Work item
Search the data below for the string "target" and copy all lines where it shows up.

Material provided
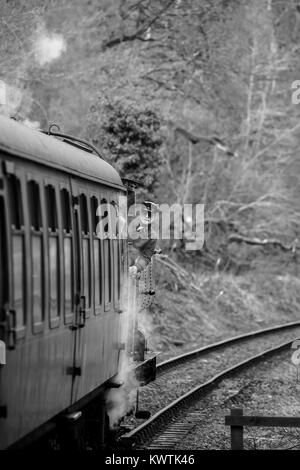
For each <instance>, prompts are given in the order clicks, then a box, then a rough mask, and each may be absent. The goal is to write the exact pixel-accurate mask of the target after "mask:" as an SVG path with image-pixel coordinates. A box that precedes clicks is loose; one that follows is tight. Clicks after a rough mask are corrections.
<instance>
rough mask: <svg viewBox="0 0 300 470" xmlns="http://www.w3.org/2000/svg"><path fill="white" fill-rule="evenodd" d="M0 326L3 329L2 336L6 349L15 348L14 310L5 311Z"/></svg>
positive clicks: (15, 328)
mask: <svg viewBox="0 0 300 470" xmlns="http://www.w3.org/2000/svg"><path fill="white" fill-rule="evenodd" d="M0 327H1V328H3V329H4V336H5V342H6V347H7V349H10V350H12V349H16V343H17V331H16V327H17V315H16V311H15V310H7V311H6V312H5V319H4V321H2V322H0Z"/></svg>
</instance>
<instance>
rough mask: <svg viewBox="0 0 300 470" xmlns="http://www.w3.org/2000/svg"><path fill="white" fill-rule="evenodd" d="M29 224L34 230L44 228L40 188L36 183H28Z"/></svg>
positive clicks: (38, 229) (32, 182)
mask: <svg viewBox="0 0 300 470" xmlns="http://www.w3.org/2000/svg"><path fill="white" fill-rule="evenodd" d="M28 205H29V223H30V225H31V227H32V228H33V229H34V230H40V229H41V227H42V213H41V200H40V188H39V185H38V183H36V182H35V181H29V183H28Z"/></svg>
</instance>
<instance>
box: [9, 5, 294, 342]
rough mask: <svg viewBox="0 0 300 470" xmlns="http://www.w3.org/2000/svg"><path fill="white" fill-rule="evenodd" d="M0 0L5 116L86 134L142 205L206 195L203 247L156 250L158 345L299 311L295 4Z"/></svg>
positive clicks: (215, 333)
mask: <svg viewBox="0 0 300 470" xmlns="http://www.w3.org/2000/svg"><path fill="white" fill-rule="evenodd" d="M0 6H1V17H0V80H2V81H3V82H5V84H6V85H7V98H8V100H7V103H6V104H5V105H3V104H2V106H1V107H0V112H1V113H4V114H7V115H13V116H15V117H16V118H17V119H20V120H23V121H26V122H27V124H29V125H32V126H35V127H39V128H43V129H47V128H48V127H49V125H50V124H52V123H54V122H55V123H56V124H58V125H59V126H60V128H61V130H62V131H64V132H69V133H71V134H74V135H76V136H78V137H82V138H87V139H89V140H91V141H92V142H93V143H94V144H95V145H97V146H98V147H99V149H100V150H102V152H103V153H104V154H105V157H106V158H107V160H108V161H110V162H111V163H112V164H114V165H115V166H116V167H117V168H118V169H119V171H121V173H122V175H123V176H125V177H131V178H134V179H137V180H139V179H140V180H142V181H143V182H144V184H145V191H144V194H143V196H147V198H149V197H150V198H151V199H152V200H154V201H156V202H159V203H163V202H168V203H169V204H172V203H175V202H178V203H187V202H189V203H201V204H205V232H206V235H205V245H204V247H203V249H202V250H201V251H198V252H192V253H189V252H186V251H185V250H184V242H183V243H180V244H179V243H174V241H171V242H170V243H163V246H162V248H163V253H164V255H165V258H162V259H161V261H156V263H157V264H159V269H158V270H157V272H158V274H157V278H156V282H157V292H158V295H157V299H156V302H155V305H154V306H153V307H152V318H151V321H150V323H151V326H150V327H149V335H150V336H151V337H152V339H153V344H154V345H155V347H163V348H164V347H166V349H170V348H171V349H172V350H173V349H176V348H178V347H183V348H188V349H189V348H190V347H191V346H192V344H198V343H199V338H200V339H203V338H204V339H206V338H210V337H214V338H215V337H221V336H224V334H227V333H232V331H233V330H241V329H250V328H251V329H253V328H254V325H256V324H257V325H260V324H262V323H264V322H265V323H270V322H271V321H274V322H277V323H278V322H283V321H284V320H288V319H291V320H292V319H293V318H297V316H298V309H299V303H300V289H299V287H300V282H299V279H298V274H299V273H298V263H299V261H298V258H297V255H298V251H299V247H300V244H299V243H300V242H298V238H299V228H300V206H299V197H300V184H299V183H300V171H299V170H300V153H299V140H300V120H299V117H300V105H298V106H297V105H296V104H293V103H292V93H293V90H292V83H293V81H294V80H299V79H300V62H299V52H300V2H299V3H298V2H297V1H294V0H273V1H272V0H114V1H111V0H72V1H71V0H44V1H38V0H36V1H33V0H27V1H26V2H25V1H22V0H19V1H18V0H0ZM45 36H47V37H57V38H59V40H60V41H61V44H62V46H61V53H60V54H59V56H57V57H55V56H54V57H50V56H51V54H50V53H49V54H50V55H49V54H48V56H47V53H44V55H43V54H42V55H40V54H39V49H38V44H40V38H41V37H45ZM186 325H188V327H186V328H184V326H186Z"/></svg>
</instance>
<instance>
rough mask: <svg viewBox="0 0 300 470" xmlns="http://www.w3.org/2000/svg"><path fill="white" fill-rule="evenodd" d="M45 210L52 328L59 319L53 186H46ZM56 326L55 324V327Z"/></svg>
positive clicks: (56, 236) (58, 240) (57, 283)
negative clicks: (47, 247) (45, 204)
mask: <svg viewBox="0 0 300 470" xmlns="http://www.w3.org/2000/svg"><path fill="white" fill-rule="evenodd" d="M46 208H47V223H48V228H49V230H50V232H49V238H48V243H49V281H50V324H52V326H54V324H53V322H51V320H52V319H54V318H57V317H59V313H60V312H59V292H60V270H59V245H58V243H59V240H58V235H57V229H58V220H57V204H56V195H55V188H54V186H51V185H48V186H46ZM57 325H58V324H57V323H56V326H57Z"/></svg>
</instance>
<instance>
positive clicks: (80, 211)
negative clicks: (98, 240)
mask: <svg viewBox="0 0 300 470" xmlns="http://www.w3.org/2000/svg"><path fill="white" fill-rule="evenodd" d="M79 207H80V219H81V231H82V232H83V233H85V234H86V235H87V234H88V233H89V218H88V208H87V199H86V195H85V194H81V195H80V196H79Z"/></svg>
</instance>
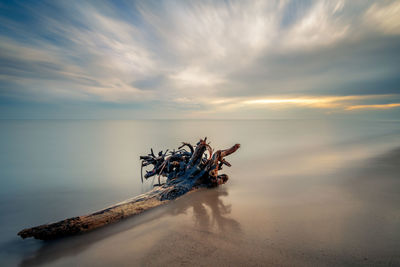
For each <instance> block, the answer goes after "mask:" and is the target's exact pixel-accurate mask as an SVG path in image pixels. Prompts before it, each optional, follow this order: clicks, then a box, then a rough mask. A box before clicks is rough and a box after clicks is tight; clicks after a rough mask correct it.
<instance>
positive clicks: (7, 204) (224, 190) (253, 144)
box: [0, 120, 400, 266]
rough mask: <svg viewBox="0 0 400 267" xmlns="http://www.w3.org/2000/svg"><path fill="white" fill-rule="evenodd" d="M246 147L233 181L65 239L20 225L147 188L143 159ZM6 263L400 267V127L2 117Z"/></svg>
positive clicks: (63, 215)
mask: <svg viewBox="0 0 400 267" xmlns="http://www.w3.org/2000/svg"><path fill="white" fill-rule="evenodd" d="M205 136H207V137H208V138H209V140H210V141H211V145H212V146H213V147H215V148H217V149H220V148H222V149H223V148H227V147H230V146H231V145H233V144H234V143H240V144H241V145H242V146H241V148H240V149H239V150H238V151H237V152H236V153H235V154H233V155H231V156H229V158H228V161H229V162H231V164H232V167H231V168H226V167H225V169H224V170H223V171H224V172H226V173H227V174H229V176H230V180H229V181H228V183H227V184H226V185H223V186H221V187H220V188H217V189H211V190H203V191H200V192H196V193H193V194H189V195H186V196H184V197H182V198H180V199H178V200H176V201H173V202H171V203H169V204H168V205H166V206H163V207H159V208H156V209H154V210H152V211H149V212H146V213H144V214H142V215H140V216H136V217H134V218H131V219H127V220H125V221H123V222H121V223H118V224H115V225H112V226H109V227H105V228H103V229H100V230H97V231H93V232H91V233H89V234H86V235H82V236H77V237H72V238H66V239H63V240H59V241H56V242H42V241H37V240H21V239H20V238H19V237H18V236H17V235H16V233H17V232H18V231H19V230H21V229H22V228H25V227H30V226H34V225H38V224H43V223H47V222H52V221H57V220H60V219H64V218H66V217H71V216H77V215H83V214H86V213H89V212H92V211H95V210H98V209H102V208H104V207H106V206H109V205H111V204H113V203H116V202H119V201H121V200H124V199H127V198H130V197H132V196H135V195H138V194H140V193H143V192H146V191H148V190H149V189H150V188H151V187H152V182H153V181H152V180H151V179H149V180H148V181H146V182H145V183H144V184H142V183H141V182H140V168H139V167H140V163H139V156H140V155H144V154H147V153H148V152H149V150H150V147H152V148H153V149H154V150H156V151H159V150H165V149H167V148H176V147H178V146H179V144H180V142H182V141H187V142H191V143H195V142H197V141H198V139H199V138H203V137H205ZM0 152H1V153H0V179H1V180H0V264H1V266H6V265H11V266H13V265H22V266H31V265H49V266H71V265H92V266H93V265H97V266H98V265H105V266H109V265H115V264H118V265H127V266H131V265H193V264H196V265H204V266H210V265H214V266H215V265H223V266H227V265H246V266H252V265H274V266H276V265H278V266H279V265H283V266H310V265H318V266H325V265H327V266H333V265H336V266H346V265H348V266H354V265H371V266H377V265H381V266H395V265H400V257H399V255H400V231H399V229H400V174H399V173H400V122H397V121H350V120H342V121H334V120H332V121H327V120H253V121H185V120H181V121H180V120H177V121H101V120H99V121H97V120H29V121H23V120H15V121H13V120H3V121H0Z"/></svg>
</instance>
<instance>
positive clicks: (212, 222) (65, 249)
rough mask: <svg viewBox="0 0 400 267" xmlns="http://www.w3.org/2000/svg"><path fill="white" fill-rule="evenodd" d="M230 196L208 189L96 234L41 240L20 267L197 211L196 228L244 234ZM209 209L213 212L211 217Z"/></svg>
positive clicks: (21, 264)
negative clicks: (188, 210) (171, 216)
mask: <svg viewBox="0 0 400 267" xmlns="http://www.w3.org/2000/svg"><path fill="white" fill-rule="evenodd" d="M226 195H228V192H227V191H226V189H225V188H218V189H204V190H200V191H197V192H194V193H190V194H188V195H187V196H183V197H182V198H180V199H178V200H176V201H173V202H171V203H169V204H167V205H165V206H161V207H158V208H155V209H153V210H150V211H147V212H145V213H144V214H142V215H139V216H135V217H132V218H128V219H126V220H124V221H121V222H120V223H118V224H114V225H110V226H106V227H103V228H100V229H98V230H94V231H93V232H90V233H87V234H84V235H79V236H73V237H67V238H63V239H60V240H56V241H37V242H41V243H42V245H41V246H40V247H39V248H38V249H37V250H36V251H34V252H33V253H30V254H29V255H24V256H23V259H22V260H21V262H20V264H19V265H20V266H37V265H43V264H49V263H52V262H54V261H56V260H59V259H62V258H64V257H68V256H73V255H77V254H79V253H82V252H83V251H85V250H86V249H88V248H89V247H90V246H92V245H94V244H96V243H97V242H100V241H102V240H103V239H106V238H108V237H110V236H112V235H115V234H118V233H121V232H124V231H127V230H129V229H131V228H132V227H136V226H139V225H142V224H146V223H149V222H151V221H154V220H157V219H159V218H160V217H162V216H168V215H169V216H176V215H179V214H182V213H185V212H186V211H187V210H189V209H190V208H193V218H194V221H195V227H201V228H203V229H204V228H208V227H211V226H213V225H217V226H218V228H219V229H220V230H222V231H223V230H224V229H226V228H227V227H230V228H234V229H236V230H238V231H240V224H239V223H238V222H237V221H235V220H233V219H230V218H228V217H227V214H229V213H230V211H231V205H226V204H224V201H223V200H222V199H220V197H222V196H226ZM206 207H208V208H209V209H210V210H211V213H210V214H209V213H208V212H207V211H206Z"/></svg>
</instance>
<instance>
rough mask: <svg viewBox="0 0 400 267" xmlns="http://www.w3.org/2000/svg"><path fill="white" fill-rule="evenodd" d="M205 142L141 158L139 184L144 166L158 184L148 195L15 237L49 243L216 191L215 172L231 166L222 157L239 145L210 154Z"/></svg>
mask: <svg viewBox="0 0 400 267" xmlns="http://www.w3.org/2000/svg"><path fill="white" fill-rule="evenodd" d="M206 140H207V138H205V139H204V140H200V141H199V142H198V143H197V145H196V146H195V147H193V146H192V145H191V144H189V143H182V146H181V147H179V148H178V150H177V151H175V150H174V151H171V152H169V153H168V150H167V151H166V152H164V153H163V152H162V151H161V152H159V153H158V156H156V155H155V154H154V152H153V150H152V149H151V153H150V154H149V155H147V156H141V157H140V159H141V160H142V162H141V168H142V169H141V179H142V182H143V175H142V174H143V173H142V171H143V167H145V166H148V165H152V166H153V168H152V170H151V171H147V172H146V174H145V175H144V178H145V179H148V178H149V177H152V176H155V175H158V184H157V185H156V186H155V187H154V188H153V190H151V191H150V192H147V193H145V194H142V195H139V196H137V197H134V198H132V199H128V200H126V201H124V202H121V203H118V204H116V205H113V206H111V207H109V208H106V209H104V210H101V211H98V212H95V213H92V214H89V215H84V216H78V217H73V218H69V219H65V220H62V221H59V222H56V223H50V224H44V225H40V226H36V227H33V228H27V229H24V230H22V231H20V232H19V233H18V235H19V236H21V237H22V238H24V239H25V238H28V237H34V238H36V239H41V240H51V239H57V238H60V237H64V236H70V235H75V234H80V233H84V232H88V231H91V230H93V229H96V228H99V227H101V226H104V225H107V224H110V223H114V222H117V221H120V220H122V219H123V218H126V217H130V216H133V215H136V214H139V213H141V212H143V211H145V210H148V209H150V208H154V207H157V206H160V205H162V204H164V203H166V202H168V201H170V200H173V199H176V198H177V197H179V196H181V195H183V194H185V193H187V192H189V191H192V190H194V189H196V188H199V187H215V186H218V185H220V184H223V183H225V182H226V181H227V180H228V176H227V175H226V174H221V175H219V174H218V171H219V170H221V169H222V166H223V165H227V166H229V167H230V166H231V165H230V164H229V162H227V161H226V160H225V159H224V157H226V156H228V155H230V154H232V153H234V152H235V151H236V150H237V149H238V148H239V147H240V145H239V144H236V145H234V146H232V147H231V148H229V149H225V150H218V151H216V152H215V153H213V149H212V148H211V147H210V145H209V144H208V143H206ZM186 148H187V149H186ZM160 176H165V177H166V178H167V179H166V182H165V183H164V184H160Z"/></svg>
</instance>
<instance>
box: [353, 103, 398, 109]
mask: <svg viewBox="0 0 400 267" xmlns="http://www.w3.org/2000/svg"><path fill="white" fill-rule="evenodd" d="M397 107H400V103H390V104H380V105H377V104H375V105H354V106H349V107H347V108H346V110H356V109H390V108H397Z"/></svg>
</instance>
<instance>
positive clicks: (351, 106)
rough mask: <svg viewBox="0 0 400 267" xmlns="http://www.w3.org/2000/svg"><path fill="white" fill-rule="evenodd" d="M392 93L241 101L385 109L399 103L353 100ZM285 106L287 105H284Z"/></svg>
mask: <svg viewBox="0 0 400 267" xmlns="http://www.w3.org/2000/svg"><path fill="white" fill-rule="evenodd" d="M391 96H392V95H351V96H322V97H321V96H309V97H290V98H283V97H282V98H260V99H251V100H246V101H243V102H242V103H243V104H245V105H274V104H280V105H281V106H285V104H289V105H300V106H308V107H314V108H343V109H345V110H353V109H367V108H371V109H387V108H393V107H398V106H399V105H400V104H398V103H395V104H383V105H357V103H354V101H362V100H366V99H382V98H388V97H391ZM286 106H287V105H286Z"/></svg>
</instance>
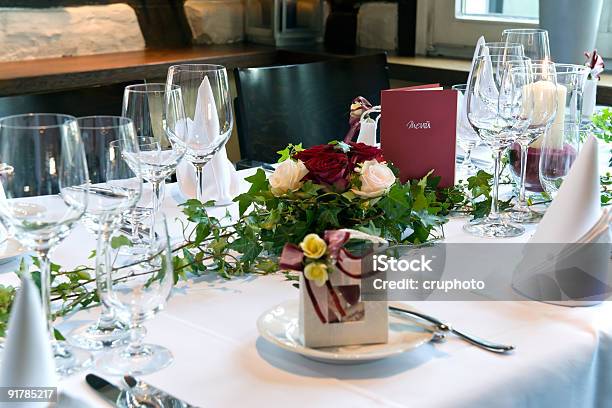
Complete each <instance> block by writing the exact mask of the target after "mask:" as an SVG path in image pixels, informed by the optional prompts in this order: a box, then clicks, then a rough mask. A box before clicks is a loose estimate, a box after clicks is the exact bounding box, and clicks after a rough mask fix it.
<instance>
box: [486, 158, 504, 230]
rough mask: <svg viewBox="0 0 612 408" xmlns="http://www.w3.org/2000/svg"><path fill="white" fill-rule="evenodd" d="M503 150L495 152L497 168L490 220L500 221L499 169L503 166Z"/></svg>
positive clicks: (490, 215) (494, 173)
mask: <svg viewBox="0 0 612 408" xmlns="http://www.w3.org/2000/svg"><path fill="white" fill-rule="evenodd" d="M501 155H502V149H498V150H497V151H496V152H495V167H494V168H493V195H492V196H491V212H490V213H489V217H488V218H489V220H492V221H497V220H499V218H500V216H499V203H498V198H499V168H500V164H501Z"/></svg>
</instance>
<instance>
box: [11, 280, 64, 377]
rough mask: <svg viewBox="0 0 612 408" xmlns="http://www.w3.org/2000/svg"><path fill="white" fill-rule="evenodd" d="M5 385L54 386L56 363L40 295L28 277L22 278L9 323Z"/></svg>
mask: <svg viewBox="0 0 612 408" xmlns="http://www.w3.org/2000/svg"><path fill="white" fill-rule="evenodd" d="M0 386H2V387H55V386H57V377H56V375H55V362H54V360H53V352H52V351H51V343H50V341H49V335H48V333H47V327H46V322H45V317H44V316H43V311H42V307H41V304H40V294H39V293H38V290H37V289H36V286H34V283H33V282H32V280H31V279H29V278H25V277H24V278H22V279H21V289H19V293H18V294H17V297H16V298H15V301H14V303H13V306H12V309H11V317H10V319H9V324H8V333H7V338H6V343H5V347H4V353H3V356H2V367H1V368H0Z"/></svg>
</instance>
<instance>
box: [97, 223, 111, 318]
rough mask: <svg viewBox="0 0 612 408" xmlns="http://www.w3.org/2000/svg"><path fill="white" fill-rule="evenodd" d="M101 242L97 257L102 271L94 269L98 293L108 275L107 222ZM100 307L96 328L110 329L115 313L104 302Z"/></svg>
mask: <svg viewBox="0 0 612 408" xmlns="http://www.w3.org/2000/svg"><path fill="white" fill-rule="evenodd" d="M101 235H102V242H103V243H104V245H103V247H104V249H103V250H102V253H101V254H98V256H102V257H103V258H102V259H104V262H103V264H102V268H103V271H104V272H102V270H101V268H96V281H97V283H98V292H100V290H102V289H100V286H99V285H100V284H103V280H105V279H107V276H109V275H110V268H111V261H110V251H109V250H108V249H107V247H108V246H110V242H109V241H110V236H111V226H110V223H109V222H105V223H104V227H103V229H102V233H101ZM98 296H99V297H100V298H101V297H102V296H101V295H100V293H98ZM100 303H101V306H102V311H101V313H100V317H99V318H98V327H99V328H100V329H110V328H112V327H114V325H115V313H114V312H113V310H112V309H111V308H109V307H108V306H106V304H105V303H104V302H100Z"/></svg>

Answer for this exercise
For each <instance>, prompts are given in the order clicks, then a box, then a rough mask, and each may be absent. The goal is to write the exact pixel-accurate mask of the target after "mask:" as an SVG path with image-pixel coordinates. A box that precedes clicks is loose; one that follows is tight. Clicks after a rough mask are corrections.
For each <instance> block, the answer goes after "mask:" and is the target's exact pixel-accurate mask as an SVG path in image pixels. Prompts before it, each optional, follow this order: clicks, then a box, then a rough mask. A box before clicks is rough and a box after clicks is tight; clicks after a rough mask correct it.
Complete each <instance> block by writing the exact mask of the target after "mask:" as an SVG path in image pixels, informed by the optional prompts in this order: a box, then clicks, then a rough mask. A box before clicks is a loose estimate, a box after clicks is the exact bounding box, and clicks after a rough mask fix it.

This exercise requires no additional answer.